*Task directions*
Rewrite the material below, swapping "in this image" for "in the picture" wherever it occurs and leaving everything else unchanged. Omit the pictures from your answer.

+ + +

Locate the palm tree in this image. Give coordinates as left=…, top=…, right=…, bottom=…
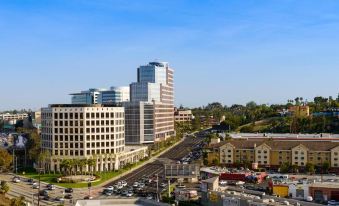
left=78, top=160, right=87, bottom=174
left=60, top=159, right=72, bottom=175
left=87, top=159, right=97, bottom=175
left=10, top=196, right=26, bottom=206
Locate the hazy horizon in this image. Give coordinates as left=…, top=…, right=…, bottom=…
left=0, top=0, right=339, bottom=111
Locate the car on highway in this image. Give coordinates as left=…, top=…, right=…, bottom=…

+ + +

*Result below*
Locate the palm tree in the picture. Give coordinates as left=…, top=…, right=…, bottom=…
left=78, top=160, right=87, bottom=174
left=60, top=159, right=72, bottom=175
left=87, top=159, right=97, bottom=175
left=10, top=196, right=26, bottom=206
Locate the hazy horizon in the picture. Give coordinates as left=…, top=…, right=…, bottom=…
left=0, top=0, right=339, bottom=111
Locate the car on highway in the picture. Give coordinates as left=…, top=…, right=…, bottom=…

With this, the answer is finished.